Records from a data collection:

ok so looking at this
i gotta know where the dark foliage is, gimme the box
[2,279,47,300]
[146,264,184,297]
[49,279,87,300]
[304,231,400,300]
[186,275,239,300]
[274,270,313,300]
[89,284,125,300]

*About this task*
Write the data out once more. Keep every word the same.

*Expected answer*
ok so looking at this
i gotta know where the dark foliage is, gimme the box
[2,279,47,300]
[146,264,184,297]
[49,279,87,300]
[304,231,400,300]
[186,275,239,300]
[274,270,313,300]
[89,284,125,300]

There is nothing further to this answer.